International basketball is booming. But how did we get here?

In the hallways of the Detroit Pistons’ arena years ago, two-time NBA champion Earl Cureton ran into someone he vaguely remembered. It was during a game in the early 2000s. And the man he encountered was especially pleased to see him. But Cureton, now in his late 40s, scratched his head. He needed a minute to remember where he knew this tall, long-haired fella from.

“He was like, ‘I can’t believe you guys are still hanging around!’” Cureton said, recalling the moment. “Like, ‘You look good!’”  

The two talked in the stadium’s catacombs as Cureton frantically engaged his recall. Who was this guy with the hair brushed behind his ears?  

But that’s when Cureton remembered: Buenos Aires!

[TO-DO LIST]
a - In the basketball article, where did Earl Cureton run into the man he vaguely remembered?
b - Translate this sentence from the basketball article into Spanish: "He needed a minute to remember where he knew this tall, long-haired fella from."

Dataset records:
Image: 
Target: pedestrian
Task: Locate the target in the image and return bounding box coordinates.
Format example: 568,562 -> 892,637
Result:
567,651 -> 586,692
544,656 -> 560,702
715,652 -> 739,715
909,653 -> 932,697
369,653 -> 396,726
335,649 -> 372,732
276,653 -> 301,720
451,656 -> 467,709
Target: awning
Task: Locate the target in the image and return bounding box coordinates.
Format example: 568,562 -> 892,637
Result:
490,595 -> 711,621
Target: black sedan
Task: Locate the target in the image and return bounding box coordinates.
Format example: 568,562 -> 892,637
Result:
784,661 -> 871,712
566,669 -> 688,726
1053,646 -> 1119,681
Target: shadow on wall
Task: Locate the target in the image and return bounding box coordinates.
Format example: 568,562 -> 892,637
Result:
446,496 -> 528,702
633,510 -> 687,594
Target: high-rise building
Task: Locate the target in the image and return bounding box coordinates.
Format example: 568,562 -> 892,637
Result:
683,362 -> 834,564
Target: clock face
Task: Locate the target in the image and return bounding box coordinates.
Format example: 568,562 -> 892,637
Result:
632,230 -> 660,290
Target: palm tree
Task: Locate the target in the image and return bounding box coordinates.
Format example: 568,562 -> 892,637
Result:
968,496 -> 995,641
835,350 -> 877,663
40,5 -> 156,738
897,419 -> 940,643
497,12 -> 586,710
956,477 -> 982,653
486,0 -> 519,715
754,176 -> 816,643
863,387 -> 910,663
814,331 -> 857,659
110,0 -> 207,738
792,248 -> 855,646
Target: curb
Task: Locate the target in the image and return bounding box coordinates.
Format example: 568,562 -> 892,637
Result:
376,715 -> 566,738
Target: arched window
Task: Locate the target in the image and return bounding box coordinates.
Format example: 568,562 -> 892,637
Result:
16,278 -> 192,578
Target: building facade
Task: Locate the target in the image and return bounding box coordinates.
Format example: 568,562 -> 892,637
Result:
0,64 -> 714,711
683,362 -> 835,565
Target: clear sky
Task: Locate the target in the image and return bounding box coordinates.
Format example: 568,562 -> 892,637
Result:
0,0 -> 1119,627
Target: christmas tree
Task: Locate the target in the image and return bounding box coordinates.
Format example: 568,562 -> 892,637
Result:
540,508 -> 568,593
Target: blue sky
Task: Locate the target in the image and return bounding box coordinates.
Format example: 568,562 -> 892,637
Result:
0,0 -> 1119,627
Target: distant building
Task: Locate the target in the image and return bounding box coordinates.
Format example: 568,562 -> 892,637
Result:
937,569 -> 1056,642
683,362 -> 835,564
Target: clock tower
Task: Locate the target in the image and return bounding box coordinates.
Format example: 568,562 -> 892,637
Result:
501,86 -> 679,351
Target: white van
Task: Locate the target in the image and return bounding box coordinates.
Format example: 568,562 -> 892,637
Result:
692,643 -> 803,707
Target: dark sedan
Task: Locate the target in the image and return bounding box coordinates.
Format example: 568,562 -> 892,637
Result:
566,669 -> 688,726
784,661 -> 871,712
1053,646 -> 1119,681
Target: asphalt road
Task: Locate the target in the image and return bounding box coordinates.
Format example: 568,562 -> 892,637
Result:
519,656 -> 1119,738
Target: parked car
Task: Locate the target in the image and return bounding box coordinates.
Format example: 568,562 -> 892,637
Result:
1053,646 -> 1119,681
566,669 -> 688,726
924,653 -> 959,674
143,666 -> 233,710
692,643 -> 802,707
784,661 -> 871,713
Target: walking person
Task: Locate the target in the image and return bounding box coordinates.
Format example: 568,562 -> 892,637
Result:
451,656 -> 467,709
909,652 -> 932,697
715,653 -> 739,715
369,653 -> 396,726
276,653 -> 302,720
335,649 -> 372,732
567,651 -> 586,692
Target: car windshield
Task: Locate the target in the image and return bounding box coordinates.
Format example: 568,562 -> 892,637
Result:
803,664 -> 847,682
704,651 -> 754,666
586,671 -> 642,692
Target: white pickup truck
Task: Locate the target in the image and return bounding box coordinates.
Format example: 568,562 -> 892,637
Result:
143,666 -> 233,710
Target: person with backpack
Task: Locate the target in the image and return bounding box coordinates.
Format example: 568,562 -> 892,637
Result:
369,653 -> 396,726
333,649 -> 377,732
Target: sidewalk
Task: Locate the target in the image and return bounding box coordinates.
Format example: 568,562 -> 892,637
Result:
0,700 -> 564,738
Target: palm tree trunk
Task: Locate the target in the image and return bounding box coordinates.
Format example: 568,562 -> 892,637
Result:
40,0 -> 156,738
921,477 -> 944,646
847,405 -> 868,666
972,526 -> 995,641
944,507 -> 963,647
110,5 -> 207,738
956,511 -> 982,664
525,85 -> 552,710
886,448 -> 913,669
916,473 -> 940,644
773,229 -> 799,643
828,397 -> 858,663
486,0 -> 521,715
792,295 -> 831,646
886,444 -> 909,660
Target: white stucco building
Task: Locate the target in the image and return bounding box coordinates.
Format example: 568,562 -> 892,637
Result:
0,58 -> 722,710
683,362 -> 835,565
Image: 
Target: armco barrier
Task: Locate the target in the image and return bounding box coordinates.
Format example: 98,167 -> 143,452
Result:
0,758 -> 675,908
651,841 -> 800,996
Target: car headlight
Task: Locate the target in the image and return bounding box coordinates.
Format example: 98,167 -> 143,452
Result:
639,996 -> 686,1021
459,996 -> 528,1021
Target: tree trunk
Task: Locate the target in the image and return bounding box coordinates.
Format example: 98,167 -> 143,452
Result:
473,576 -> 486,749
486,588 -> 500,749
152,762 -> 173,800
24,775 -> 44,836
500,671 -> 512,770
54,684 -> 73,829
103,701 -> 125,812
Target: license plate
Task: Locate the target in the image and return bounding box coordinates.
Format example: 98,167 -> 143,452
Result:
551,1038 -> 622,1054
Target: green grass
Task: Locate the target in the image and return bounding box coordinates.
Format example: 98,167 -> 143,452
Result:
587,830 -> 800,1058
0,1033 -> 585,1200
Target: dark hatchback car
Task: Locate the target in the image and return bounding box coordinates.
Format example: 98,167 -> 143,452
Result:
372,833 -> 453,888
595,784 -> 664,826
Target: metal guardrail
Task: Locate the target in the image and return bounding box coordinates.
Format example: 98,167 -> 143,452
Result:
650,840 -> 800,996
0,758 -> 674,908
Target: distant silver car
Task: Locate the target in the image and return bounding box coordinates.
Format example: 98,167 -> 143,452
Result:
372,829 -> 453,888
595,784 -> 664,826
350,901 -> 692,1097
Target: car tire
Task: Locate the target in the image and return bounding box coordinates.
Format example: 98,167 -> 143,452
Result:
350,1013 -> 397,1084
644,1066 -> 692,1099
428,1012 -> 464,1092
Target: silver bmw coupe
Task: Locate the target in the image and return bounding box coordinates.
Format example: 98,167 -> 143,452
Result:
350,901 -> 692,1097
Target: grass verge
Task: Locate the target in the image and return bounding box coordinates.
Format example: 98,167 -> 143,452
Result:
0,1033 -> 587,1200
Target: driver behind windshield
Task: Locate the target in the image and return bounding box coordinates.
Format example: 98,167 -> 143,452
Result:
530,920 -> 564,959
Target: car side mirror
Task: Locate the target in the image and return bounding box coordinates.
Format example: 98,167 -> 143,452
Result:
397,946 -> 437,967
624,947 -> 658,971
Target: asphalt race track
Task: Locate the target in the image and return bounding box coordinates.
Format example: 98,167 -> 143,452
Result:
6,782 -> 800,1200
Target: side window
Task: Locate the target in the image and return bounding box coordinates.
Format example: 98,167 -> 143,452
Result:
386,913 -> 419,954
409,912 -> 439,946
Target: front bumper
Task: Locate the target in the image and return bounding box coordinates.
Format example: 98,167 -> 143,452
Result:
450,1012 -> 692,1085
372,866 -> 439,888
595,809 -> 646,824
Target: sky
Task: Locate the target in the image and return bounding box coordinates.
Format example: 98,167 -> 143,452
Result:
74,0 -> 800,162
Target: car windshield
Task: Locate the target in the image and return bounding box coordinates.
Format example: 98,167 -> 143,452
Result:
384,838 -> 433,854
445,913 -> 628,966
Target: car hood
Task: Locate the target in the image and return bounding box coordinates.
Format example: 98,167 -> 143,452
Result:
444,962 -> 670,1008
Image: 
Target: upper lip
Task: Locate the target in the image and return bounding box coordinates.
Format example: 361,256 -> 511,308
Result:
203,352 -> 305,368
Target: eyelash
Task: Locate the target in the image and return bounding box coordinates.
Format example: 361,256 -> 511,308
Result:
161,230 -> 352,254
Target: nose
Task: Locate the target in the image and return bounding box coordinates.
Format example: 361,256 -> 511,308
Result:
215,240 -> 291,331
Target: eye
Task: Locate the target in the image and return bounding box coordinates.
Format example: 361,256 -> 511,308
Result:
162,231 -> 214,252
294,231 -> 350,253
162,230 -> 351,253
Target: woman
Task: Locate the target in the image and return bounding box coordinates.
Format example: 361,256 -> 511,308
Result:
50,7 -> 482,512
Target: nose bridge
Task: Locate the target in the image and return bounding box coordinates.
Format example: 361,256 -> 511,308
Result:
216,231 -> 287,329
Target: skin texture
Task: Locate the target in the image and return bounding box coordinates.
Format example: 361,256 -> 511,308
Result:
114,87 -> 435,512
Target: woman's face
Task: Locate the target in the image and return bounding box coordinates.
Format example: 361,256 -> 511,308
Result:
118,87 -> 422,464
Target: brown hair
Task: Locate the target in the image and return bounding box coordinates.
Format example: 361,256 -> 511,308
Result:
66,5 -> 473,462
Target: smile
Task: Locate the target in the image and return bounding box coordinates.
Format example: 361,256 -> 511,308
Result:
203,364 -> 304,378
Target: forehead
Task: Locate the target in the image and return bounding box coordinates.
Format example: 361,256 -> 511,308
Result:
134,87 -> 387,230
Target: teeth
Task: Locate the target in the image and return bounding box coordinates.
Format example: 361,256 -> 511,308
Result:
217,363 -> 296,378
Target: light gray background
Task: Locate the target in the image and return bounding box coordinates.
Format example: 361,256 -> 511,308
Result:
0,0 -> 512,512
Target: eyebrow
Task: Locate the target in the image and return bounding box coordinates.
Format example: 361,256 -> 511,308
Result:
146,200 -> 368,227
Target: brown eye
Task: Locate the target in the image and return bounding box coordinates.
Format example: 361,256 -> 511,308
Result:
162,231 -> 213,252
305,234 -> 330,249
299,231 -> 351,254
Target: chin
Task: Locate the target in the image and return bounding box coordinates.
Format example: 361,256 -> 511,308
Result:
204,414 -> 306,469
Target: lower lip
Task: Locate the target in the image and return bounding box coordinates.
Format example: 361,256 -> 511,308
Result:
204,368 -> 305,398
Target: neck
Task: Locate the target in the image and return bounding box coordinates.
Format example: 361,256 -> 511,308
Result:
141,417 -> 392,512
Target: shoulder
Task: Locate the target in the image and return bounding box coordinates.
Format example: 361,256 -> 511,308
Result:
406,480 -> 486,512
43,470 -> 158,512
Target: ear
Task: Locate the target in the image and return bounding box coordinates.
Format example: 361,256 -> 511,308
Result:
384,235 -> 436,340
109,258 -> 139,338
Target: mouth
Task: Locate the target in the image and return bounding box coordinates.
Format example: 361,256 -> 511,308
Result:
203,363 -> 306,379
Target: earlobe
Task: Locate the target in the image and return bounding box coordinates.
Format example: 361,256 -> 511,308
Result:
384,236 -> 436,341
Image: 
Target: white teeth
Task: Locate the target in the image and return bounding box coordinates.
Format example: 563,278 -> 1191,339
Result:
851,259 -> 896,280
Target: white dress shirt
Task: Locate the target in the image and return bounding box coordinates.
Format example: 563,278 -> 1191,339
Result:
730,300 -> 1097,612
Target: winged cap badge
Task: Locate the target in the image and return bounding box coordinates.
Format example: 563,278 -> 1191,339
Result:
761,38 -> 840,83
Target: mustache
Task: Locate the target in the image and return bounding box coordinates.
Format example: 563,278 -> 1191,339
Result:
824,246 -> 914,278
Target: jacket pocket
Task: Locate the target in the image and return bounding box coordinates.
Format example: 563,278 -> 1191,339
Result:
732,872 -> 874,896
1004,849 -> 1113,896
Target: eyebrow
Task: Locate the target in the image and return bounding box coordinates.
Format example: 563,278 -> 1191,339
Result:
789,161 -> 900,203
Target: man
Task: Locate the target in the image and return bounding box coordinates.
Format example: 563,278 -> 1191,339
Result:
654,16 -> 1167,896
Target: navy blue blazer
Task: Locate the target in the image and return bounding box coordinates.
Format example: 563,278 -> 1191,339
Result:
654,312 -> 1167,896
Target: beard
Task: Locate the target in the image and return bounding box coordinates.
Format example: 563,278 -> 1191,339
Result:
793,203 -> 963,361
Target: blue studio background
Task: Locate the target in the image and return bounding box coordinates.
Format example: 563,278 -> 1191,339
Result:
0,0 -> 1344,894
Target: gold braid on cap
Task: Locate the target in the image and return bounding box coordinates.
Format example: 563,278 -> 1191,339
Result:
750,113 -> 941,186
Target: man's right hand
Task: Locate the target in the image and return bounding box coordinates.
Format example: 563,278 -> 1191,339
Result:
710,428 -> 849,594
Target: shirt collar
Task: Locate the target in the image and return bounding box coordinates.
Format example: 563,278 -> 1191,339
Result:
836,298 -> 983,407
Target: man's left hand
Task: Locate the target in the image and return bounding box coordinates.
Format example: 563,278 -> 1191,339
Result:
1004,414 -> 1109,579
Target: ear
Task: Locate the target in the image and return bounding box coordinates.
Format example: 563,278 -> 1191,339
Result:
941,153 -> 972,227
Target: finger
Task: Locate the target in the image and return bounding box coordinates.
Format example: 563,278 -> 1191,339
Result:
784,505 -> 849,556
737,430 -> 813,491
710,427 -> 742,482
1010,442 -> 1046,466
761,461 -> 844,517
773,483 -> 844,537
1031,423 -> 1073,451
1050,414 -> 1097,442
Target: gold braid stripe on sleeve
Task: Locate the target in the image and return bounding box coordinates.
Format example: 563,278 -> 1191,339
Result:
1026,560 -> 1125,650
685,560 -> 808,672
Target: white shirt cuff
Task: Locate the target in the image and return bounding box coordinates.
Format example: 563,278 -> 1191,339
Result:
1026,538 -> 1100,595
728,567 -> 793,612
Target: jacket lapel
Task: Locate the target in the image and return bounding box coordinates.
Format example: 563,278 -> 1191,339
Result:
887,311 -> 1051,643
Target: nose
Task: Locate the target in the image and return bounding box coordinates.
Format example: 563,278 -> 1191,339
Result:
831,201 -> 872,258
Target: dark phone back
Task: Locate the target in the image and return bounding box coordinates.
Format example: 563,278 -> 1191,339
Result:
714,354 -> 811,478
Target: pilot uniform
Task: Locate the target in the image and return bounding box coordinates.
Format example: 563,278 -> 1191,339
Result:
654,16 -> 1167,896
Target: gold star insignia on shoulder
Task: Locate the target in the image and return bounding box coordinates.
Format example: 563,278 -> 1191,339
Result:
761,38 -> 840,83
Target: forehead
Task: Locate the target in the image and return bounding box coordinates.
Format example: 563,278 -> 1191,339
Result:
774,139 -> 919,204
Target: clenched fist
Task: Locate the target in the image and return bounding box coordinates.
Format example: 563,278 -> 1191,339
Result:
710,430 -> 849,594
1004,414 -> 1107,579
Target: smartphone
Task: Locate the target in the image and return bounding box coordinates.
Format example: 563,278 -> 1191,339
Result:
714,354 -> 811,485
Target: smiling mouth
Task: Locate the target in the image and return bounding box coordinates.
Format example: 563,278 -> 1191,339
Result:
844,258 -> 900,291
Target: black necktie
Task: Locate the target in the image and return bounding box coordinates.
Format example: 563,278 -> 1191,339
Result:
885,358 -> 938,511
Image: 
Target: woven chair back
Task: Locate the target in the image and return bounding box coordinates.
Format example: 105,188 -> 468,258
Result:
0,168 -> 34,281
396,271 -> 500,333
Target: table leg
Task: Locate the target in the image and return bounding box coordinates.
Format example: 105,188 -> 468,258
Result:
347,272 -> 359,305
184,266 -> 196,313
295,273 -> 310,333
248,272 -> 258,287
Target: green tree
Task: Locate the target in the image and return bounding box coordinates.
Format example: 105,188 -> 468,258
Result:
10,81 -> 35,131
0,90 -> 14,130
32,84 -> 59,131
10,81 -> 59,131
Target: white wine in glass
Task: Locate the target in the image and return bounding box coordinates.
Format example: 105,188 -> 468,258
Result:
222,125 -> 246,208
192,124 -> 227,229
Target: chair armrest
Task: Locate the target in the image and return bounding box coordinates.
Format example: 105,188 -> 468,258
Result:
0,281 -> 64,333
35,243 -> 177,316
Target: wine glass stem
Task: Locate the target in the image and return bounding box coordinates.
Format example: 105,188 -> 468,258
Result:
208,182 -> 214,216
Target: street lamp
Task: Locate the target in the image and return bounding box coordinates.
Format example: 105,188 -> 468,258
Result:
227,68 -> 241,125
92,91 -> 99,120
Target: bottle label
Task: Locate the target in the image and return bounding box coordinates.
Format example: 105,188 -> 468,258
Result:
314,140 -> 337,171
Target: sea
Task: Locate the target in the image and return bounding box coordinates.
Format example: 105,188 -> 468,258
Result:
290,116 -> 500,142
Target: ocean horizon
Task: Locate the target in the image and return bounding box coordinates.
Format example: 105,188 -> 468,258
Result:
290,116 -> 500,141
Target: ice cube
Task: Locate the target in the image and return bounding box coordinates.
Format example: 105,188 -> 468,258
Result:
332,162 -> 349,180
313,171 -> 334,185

[THE REPLIES]
a - In the hallways of the Detroit Pistons' arena.

b - Necesitó un minuto para recordar de dónde conocía a este tipo alto de pelo largo.